# [SOURCE PASSAGE]
----------
Thus, ${\displaystyle \lim _{n\to \infty }\mathbb {E} [S^{2}]=\lim _{n\to \infty }\left({\frac {n-1}{n}}\sigma ^{2}\right)=\sigma ^{2}\lim _{n\to \infty }\left(1-{\frac {1}{n}}\right)=\sigma ^{2}\left(1-\lim _{n\to \infty }{\frac {1}{n}}\right)=\sigma ^{2}}$, as desired.

${\displaystyle \Box }$

Exercise. Modify the estimator of ${\displaystyle \sigma ^{2}}$ such that it becomes an unbiased estimator.

Solution

The estimator can be modified as ${\displaystyle {\frac {n}{n-1}}S^{2}={\frac {\sum _{i=1}^{n}(X_{i}-{\overline {X}})^{2}}{n-1}}}$.
----------
Pick up the sample variance passage after its final sentence and continue it.

# [DATA PROVIDED]
----------
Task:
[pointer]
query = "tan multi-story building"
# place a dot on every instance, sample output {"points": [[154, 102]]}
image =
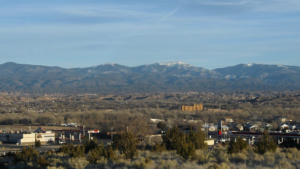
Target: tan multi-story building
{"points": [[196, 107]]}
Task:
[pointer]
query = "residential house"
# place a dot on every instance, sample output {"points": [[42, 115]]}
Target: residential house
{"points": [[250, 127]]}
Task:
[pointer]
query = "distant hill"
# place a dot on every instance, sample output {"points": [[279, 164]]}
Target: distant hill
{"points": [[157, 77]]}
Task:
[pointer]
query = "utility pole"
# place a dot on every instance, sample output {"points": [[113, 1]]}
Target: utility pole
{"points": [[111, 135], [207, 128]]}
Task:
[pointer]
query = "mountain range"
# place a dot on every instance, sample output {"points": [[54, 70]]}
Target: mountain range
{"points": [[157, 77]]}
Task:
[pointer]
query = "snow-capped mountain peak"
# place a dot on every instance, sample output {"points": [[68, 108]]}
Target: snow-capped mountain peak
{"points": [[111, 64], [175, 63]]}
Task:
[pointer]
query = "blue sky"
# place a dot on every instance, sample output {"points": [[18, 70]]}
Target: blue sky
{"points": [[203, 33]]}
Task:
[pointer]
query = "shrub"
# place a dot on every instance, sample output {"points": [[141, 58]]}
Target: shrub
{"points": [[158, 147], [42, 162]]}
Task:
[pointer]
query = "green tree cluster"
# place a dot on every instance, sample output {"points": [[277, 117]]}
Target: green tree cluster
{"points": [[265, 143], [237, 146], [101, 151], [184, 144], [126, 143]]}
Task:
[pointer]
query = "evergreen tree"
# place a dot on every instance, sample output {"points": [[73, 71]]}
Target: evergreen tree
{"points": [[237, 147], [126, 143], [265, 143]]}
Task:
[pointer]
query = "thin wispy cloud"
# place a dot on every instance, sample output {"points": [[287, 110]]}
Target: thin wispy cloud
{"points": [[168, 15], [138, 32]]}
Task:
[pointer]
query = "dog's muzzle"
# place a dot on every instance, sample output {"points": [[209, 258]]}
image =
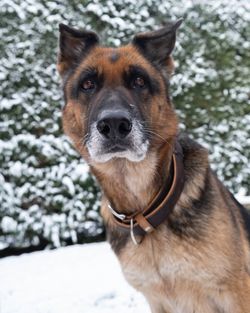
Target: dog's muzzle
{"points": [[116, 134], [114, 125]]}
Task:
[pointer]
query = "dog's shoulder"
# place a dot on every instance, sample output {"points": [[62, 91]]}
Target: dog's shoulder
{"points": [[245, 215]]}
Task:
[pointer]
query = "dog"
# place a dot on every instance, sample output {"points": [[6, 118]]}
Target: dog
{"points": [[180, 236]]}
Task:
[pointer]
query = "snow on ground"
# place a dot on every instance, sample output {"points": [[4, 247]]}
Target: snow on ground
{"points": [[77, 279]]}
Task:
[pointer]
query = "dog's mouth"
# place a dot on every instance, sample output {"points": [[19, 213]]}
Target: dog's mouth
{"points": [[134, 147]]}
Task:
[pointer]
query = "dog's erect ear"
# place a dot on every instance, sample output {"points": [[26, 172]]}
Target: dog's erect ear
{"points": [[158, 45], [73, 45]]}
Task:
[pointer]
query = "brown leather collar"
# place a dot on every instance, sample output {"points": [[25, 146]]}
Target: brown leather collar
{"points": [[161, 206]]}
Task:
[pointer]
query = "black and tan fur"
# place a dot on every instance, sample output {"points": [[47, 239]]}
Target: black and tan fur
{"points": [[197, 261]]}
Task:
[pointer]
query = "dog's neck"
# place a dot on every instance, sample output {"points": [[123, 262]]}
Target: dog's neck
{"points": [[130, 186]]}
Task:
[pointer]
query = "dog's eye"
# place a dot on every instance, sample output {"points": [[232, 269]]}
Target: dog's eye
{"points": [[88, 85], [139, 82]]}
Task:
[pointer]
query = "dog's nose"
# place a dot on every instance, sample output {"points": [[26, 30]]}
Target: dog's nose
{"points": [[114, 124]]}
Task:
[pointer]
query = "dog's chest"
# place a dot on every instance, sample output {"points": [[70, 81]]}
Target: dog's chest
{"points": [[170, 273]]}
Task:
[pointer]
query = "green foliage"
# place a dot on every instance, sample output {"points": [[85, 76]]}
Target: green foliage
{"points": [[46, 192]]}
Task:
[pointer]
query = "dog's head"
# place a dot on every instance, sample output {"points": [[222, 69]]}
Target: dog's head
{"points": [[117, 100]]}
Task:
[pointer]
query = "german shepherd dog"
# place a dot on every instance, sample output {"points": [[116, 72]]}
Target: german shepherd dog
----------
# [THE RESULT]
### Efficiency

We have discussed how to evaluate the unbiasedness of estimators. Now, if we are given two unbiased estimators, ${\displaystyle {\hat {\theta }}}$ and ${\displaystyle {\tilde {\theta }}}$, how should we compare their goodness? Their goodness is the same if we are only comparing them in terms of unbiasedness. Therefore, we need another criterion in this case. One possible way is to compare their variances, and the one with smaller variance is better, since on average, the estimator is less deviated from its mean, which is the value of the unknown parameter by the definition of unbiased estimator, and thus the one with smaller variance is more accurate in some deviation sense. Indeed, an unbiased estimator can still have a large variance, and thus deviate a lot from its mean. Such estimator is unbiased since the positive deviations and negative deviations somehow cancel out each other. This is the idea of efficiency.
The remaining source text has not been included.